▸ **Source text**
Protein structure

From Protein Prediction 1 Summer Semester 2016 For Informaticians

This page is organized as follows:

Keywords are terms that you need to understand to follow the lecture. To test your knowledge, try to define and explain these keywords (in a few sentences). If you cannot think of anything to say about a keyword, read up on that topic.

Under Sources you find literature we suggest (textbooks, web pages, articles) that will help you to understand the topic. You can use this as a resource to complete your knowledge of the keywords and to help you answer the questions and solve the tasks. You are not required to read and study any of these, but they provide more detailed knowledge on the topic and are a good complement to the lecture. Of course you can feel free to use any other source you like.

In the section Exercise we provide Questions and Hands-on tasks that allow you to test and further your knowledge of the given topic. During the exercise session you can ask questions pertaining to the topic (keywords and exercises).


  • Amino acids, side chains, residues
  • Protein sequence
  • Secondary, tertiary, quaternary protein structure
  • Hydrogen bond
  • Alpha helix, beta sheet, loop, random coil, disordered region
  • Protein features: hydrophobicity, solvent accessibility, active site, binding site
  • Ramachandran plot
  • Protein domain
  • Protein Data Bank (PDB)
  • Root mean square deviation (RMSD)
  • Protein function




  • What are the building blocks of proteins?
  • Define protein backbone and amino acid side chain in 1 or 2 sentences for each term.
  • How many amino acids appear in proteins? How can they be classified?
  • Name atom types involved in a hydrogen bond. Do S-H groups form hydrogen bonds? Why (not)?
  • How are alpha helices held together?
  • What is similar and what is different in the hydrogen bonding of the alpha helix and the beta sheet?
  • Why do we find "forbidden" areas in a Ramachandran plot?
  • What is a protein domain?
  • How many amino acids are typically found a in a domain? Why is there a minimum/maximum size?

Hands on tasks

  • Go to the PDB website
    • Check the current release/date
    • How many structures are stored in the PDB? How many of those are protein structures?
    • Look at the statistics: Which experimental methods are (mainly) used to determine the structures?

▸ **Exercise data**
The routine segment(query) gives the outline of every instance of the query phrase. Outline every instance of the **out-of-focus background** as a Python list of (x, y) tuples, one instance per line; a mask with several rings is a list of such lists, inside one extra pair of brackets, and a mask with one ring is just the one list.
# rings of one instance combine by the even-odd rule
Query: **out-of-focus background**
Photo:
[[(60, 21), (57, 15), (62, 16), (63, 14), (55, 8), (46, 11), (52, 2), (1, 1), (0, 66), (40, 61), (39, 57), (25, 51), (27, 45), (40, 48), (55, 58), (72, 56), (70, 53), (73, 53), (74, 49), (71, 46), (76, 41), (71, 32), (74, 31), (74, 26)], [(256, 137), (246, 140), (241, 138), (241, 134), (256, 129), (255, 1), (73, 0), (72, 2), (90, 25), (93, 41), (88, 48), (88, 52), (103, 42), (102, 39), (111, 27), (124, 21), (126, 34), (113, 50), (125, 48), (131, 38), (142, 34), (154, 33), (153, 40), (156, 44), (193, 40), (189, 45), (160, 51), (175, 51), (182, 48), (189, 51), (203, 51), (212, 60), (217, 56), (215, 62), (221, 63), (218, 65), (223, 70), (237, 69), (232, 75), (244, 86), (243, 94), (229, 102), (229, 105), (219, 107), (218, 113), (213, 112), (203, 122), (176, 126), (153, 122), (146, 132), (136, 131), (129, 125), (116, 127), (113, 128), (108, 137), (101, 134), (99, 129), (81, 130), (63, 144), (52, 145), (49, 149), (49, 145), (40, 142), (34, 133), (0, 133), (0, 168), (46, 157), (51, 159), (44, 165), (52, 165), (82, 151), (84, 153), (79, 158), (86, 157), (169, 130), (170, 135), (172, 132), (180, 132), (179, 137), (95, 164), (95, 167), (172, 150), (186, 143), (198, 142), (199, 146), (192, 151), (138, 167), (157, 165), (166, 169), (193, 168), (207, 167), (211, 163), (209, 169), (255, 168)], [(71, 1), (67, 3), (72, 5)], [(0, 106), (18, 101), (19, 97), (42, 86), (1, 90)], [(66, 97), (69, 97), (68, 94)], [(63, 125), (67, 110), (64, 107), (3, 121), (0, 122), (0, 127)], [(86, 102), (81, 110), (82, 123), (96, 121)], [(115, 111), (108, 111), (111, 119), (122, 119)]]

...

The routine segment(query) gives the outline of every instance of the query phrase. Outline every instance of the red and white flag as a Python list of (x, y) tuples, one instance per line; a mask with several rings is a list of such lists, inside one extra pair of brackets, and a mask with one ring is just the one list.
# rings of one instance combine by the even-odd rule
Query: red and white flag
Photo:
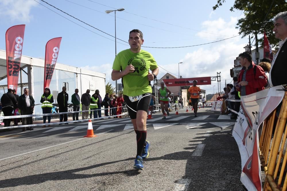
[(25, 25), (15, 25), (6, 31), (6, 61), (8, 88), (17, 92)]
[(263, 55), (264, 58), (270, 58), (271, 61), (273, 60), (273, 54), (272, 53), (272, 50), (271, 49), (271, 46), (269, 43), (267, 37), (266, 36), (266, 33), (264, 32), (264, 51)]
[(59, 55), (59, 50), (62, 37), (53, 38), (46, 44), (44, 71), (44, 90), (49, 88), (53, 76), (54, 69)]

* * *

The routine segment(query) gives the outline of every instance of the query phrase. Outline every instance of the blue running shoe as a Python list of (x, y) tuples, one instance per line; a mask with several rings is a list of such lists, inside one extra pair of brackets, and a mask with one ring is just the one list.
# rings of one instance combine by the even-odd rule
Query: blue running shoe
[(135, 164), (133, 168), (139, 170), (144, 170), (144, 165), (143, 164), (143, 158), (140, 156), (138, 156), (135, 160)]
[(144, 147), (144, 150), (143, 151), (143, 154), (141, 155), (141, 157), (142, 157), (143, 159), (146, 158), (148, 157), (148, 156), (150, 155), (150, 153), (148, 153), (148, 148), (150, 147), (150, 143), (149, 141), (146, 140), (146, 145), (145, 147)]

▸ **Work to complete**
Rewrite the protein structure page between "From Protein Prediction" and "on that topic.", inclusive, replacing "lecture" with "course". The entries are separate material from the protein structure page.

▸ **Exercise output**
From Protein Prediction 1 Summer Semester 2016 For Informaticians

This page is organized as follows:

Keywords are terms that you need to understand to follow the course. To test your knowledge, try to define and explain these keywords (in a few sentences). If you cannot think of anything to say about a keyword, read up on that topic.